## Exercise prompt
Repeat each line of the records below exactly.
● ● ●
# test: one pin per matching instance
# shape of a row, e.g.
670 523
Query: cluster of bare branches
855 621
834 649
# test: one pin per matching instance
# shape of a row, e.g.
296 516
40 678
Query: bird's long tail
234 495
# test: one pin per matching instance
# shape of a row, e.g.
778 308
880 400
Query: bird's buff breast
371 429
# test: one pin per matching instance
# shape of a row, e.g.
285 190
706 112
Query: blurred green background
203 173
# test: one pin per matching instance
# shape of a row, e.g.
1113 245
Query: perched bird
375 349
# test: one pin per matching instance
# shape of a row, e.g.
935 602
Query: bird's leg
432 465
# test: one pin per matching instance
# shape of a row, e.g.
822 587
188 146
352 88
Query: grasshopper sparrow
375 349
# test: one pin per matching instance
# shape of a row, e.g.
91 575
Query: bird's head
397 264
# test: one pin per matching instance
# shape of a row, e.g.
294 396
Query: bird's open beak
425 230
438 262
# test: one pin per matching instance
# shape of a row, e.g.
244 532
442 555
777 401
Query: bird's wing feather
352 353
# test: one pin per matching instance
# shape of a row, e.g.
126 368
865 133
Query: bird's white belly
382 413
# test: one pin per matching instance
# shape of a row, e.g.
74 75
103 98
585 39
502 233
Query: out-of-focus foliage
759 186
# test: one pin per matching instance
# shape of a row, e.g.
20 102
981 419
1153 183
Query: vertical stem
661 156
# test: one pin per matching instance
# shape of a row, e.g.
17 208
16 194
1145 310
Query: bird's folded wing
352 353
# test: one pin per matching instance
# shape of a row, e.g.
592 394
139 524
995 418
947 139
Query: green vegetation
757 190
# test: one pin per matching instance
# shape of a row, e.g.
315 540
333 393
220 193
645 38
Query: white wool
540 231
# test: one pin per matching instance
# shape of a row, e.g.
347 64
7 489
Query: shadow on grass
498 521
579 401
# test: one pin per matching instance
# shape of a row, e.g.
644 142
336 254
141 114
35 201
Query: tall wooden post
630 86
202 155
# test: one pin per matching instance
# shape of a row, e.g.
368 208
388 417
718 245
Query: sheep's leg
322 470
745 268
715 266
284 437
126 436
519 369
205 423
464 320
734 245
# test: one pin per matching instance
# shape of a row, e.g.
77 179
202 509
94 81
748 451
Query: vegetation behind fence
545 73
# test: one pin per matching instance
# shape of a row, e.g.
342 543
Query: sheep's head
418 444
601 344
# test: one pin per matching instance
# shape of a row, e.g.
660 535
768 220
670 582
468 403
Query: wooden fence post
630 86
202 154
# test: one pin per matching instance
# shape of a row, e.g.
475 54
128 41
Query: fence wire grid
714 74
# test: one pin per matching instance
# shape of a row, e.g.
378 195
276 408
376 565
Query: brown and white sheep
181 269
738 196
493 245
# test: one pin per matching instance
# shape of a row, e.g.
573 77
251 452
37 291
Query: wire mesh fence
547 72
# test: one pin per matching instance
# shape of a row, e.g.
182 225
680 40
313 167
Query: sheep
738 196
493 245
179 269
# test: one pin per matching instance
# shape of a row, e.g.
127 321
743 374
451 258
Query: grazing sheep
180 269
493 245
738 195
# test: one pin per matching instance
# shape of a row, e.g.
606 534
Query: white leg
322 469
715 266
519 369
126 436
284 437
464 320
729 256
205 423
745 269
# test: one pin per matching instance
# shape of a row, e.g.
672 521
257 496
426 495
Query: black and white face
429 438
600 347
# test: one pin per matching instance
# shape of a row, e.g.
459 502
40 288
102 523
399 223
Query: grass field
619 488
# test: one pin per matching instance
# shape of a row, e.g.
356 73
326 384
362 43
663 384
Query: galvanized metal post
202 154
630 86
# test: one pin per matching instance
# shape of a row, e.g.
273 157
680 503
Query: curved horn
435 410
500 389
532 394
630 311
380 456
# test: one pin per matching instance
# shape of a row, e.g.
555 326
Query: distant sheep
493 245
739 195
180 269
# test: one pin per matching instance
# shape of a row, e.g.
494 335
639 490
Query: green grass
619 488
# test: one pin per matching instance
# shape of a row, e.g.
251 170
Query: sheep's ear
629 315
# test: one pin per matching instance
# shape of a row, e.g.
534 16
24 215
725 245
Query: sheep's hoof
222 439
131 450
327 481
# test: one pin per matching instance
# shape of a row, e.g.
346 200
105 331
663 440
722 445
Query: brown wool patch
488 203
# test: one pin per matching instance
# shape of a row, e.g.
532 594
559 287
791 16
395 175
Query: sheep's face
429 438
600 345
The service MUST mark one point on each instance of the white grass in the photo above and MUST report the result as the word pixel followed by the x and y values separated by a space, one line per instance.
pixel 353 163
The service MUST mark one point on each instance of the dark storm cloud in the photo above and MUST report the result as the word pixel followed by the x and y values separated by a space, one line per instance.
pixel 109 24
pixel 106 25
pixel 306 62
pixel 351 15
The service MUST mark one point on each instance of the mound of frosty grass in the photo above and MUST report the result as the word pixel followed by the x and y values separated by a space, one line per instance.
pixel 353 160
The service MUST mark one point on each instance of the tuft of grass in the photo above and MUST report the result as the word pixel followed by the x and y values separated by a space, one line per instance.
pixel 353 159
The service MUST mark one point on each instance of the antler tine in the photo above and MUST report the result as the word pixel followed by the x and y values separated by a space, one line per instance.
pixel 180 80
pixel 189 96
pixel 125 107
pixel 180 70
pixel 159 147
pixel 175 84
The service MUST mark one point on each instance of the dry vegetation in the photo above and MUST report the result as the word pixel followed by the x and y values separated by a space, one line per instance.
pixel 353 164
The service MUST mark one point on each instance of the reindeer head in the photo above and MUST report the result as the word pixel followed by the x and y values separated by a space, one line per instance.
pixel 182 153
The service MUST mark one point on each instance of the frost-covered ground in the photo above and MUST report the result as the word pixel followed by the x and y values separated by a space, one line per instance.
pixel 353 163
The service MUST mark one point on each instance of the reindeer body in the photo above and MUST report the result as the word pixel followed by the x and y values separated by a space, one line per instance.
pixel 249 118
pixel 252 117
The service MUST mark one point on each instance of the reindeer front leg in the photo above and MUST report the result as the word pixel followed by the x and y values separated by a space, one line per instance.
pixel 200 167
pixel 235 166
● ● ●
## Answer for the task
# test: one pin per matching instance
# shape of a row, e.g.
670 523
Query: cluster of bare branches
855 621
834 649
# test: one pin per matching instance
# shape of a row, e.g.
296 516
40 678
Query: bird's long tail
234 495
# test: one pin per matching instance
# shape of a row, e.g.
778 308
880 400
Query: bird's buff breast
371 429
# test: one pin per matching instance
# shape of a row, e.g.
285 190
706 112
Query: blurred green background
203 173
# test: one pin per matching instance
# shape of a row, e.g.
1113 245
Query: perched bird
375 349
# test: one pin per matching instance
# shape of a row, e.g.
935 602
Query: bird's leg
432 465
# test: one pin per matching instance
# shape of a row, e.g.
822 587
188 146
352 88
Query: grasshopper sparrow
375 349
# test: one pin per matching instance
# shape of a row, e.g.
91 575
Query: bird's head
397 264
# test: one pin per matching instance
# shape of a row, e.g.
294 396
Query: bird's open beak
425 230
438 262
# test: one pin per matching instance
# shape of a row, e.g.
244 532
442 555
777 401
Query: bird's wing feather
352 353
# test: one pin per matching instance
# shape of a row, e.g.
126 368
865 133
Query: bird's white belly
382 413
# test: one pin per matching instance
# shape of a row, e.g.
74 75
103 98
585 39
502 233
Query: out-of-focus foliage
759 186
# test: one pin per matching instance
# shape of a row, e.g.
20 102
981 419
1153 183
Query: vertical stem
661 156
# test: one pin per matching instance
# shape of a row, e.g.
17 208
16 194
1145 310
Query: bird's folded wing
352 353
# test: one pin per matching instance
# shape of a row, e.g.
592 394
139 524
995 418
947 139
Query: green vegetation
757 190
# test: one pin per matching instance
# shape of a row, e.g.
315 540
333 393
220 193
645 38
Query: white wool
540 231
# test: one pin per matching instance
# shape of a row, e.g.
347 64
7 489
Query: shadow on grass
498 521
579 401
# test: one pin per matching instance
# shape of a row, e.g.
644 142
336 254
141 114
35 201
Query: tall wooden post
630 86
202 155
# test: one pin per matching instance
# shape of a row, e.g.
368 208
388 417
718 245
Query: sheep's leg
322 470
745 268
715 266
284 437
126 436
519 369
205 423
464 320
734 245
# test: one pin per matching instance
# shape of a row, e.g.
77 179
202 509
94 81
748 451
Query: vegetation behind fence
545 73
# test: one pin per matching instance
# shape of a row, e.g.
342 543
Query: sheep's head
418 444
601 344
# test: one pin per matching instance
# shape of a row, e.g.
660 535
768 220
670 582
468 403
Query: wooden fence post
630 86
202 154
# test: one pin per matching instance
# shape of a row, e.g.
475 54
128 41
Query: fence wire grid
714 74
# test: one pin per matching instance
# shape of a row, e.g.
378 195
276 408
376 565
Query: brown and white sheep
181 269
738 196
493 245
# test: one pin per matching instance
# shape of a row, e.g.
573 77
251 452
37 291
Query: wire mesh fence
547 72
# test: one pin per matching instance
# shape of a row, e.g.
182 225
680 40
313 167
Query: sheep
738 196
493 245
179 269
# test: one pin per matching instance
# shape of a row, e.g.
127 321
743 374
451 258
Query: grazing sheep
180 269
493 245
738 195
# test: one pin per matching instance
# shape of a row, e.g.
606 534
Query: white leg
322 469
715 266
519 369
126 436
284 437
464 320
729 256
205 423
745 269
# test: one pin per matching instance
# shape of a row, e.g.
672 521
257 496
426 495
Query: black and white face
429 438
600 347
# test: one pin per matching instance
# shape of a row, e.g.
459 502
40 288
102 523
399 223
Query: grass field
619 488
# test: one pin per matching instance
# shape of a row, e.g.
356 73
326 384
362 43
663 384
Query: galvanized metal post
202 154
630 86
# test: one pin per matching instance
# shape of a row, e.g.
273 157
680 503
Query: curved horn
435 410
500 389
532 394
630 311
380 456
# test: one pin per matching instance
# shape of a row, e.g.
555 326
Query: distant sheep
493 245
739 195
180 269
# test: one pin per matching instance
# shape of a row, e.g.
494 335
639 490
Query: green grass
619 488
# test: one pin per matching instance
# shape of a row, e.g.
251 170
Query: sheep's ear
629 315
# test: one pin per matching instance
# shape of a row, e.g.
534 16
24 215
725 245
Query: sheep's hoof
222 439
131 450
327 481
# test: one pin per matching instance
# shape of a row, e.g.
346 200
105 331
663 440
722 445
Query: brown wool patch
488 203
# test: one pin per matching instance
# shape of a row, e.g.
532 594
559 287
791 16
395 175
Query: sheep's face
429 438
600 345
The service MUST mark one point on each instance of the white grass in the photo above and MUST report the result as the word pixel followed by the x and y values separated by a space, one line per instance.
pixel 353 163
The service MUST mark one point on each instance of the dark storm cloud in the photo above and MUST report the result as the word pixel followed by the x and y values separated by a space, one line per instance.
pixel 109 24
pixel 106 25
pixel 306 62
pixel 351 15
The service MUST mark one point on each instance of the mound of frosty grass in the photo above and MUST report the result as the word pixel followed by the x and y values separated by a space, one line per instance.
pixel 353 160
The service MUST mark one point on each instance of the tuft of grass in the photo above and MUST report the result as the word pixel followed by the x and y values separated by a space, one line per instance.
pixel 353 159
The service MUST mark one point on each instance of the antler tine in the photo above and MUST report the result as the word pixel followed by the x and y values separated by a space, one line per instance.
pixel 180 80
pixel 189 96
pixel 125 107
pixel 180 70
pixel 159 147
pixel 175 84
The service MUST mark one point on each instance of the dry vegetation in the photo above and MUST report the result as the word pixel followed by the x and y values separated by a space, one line per instance.
pixel 353 164
The service MUST mark one point on each instance of the reindeer head in the photo above and MUST report the result as the word pixel followed by the x and y values separated by a space, one line per instance.
pixel 182 153
The service MUST mark one point on each instance of the frost-covered ground in the photo above and MUST report the result as the word pixel followed by the x and y values separated by a space, one line per instance.
pixel 353 163
The service MUST mark one point on each instance of the reindeer body in the photo above and MUST report the result as the word pixel followed by the x and y values separated by a space, one line per instance.
pixel 249 118
pixel 252 117
The service MUST mark one point on each instance of the reindeer front leg in the photo above and MUST report the result as the word pixel followed by the x and y values separated by a space, one line per instance.
pixel 200 167
pixel 235 166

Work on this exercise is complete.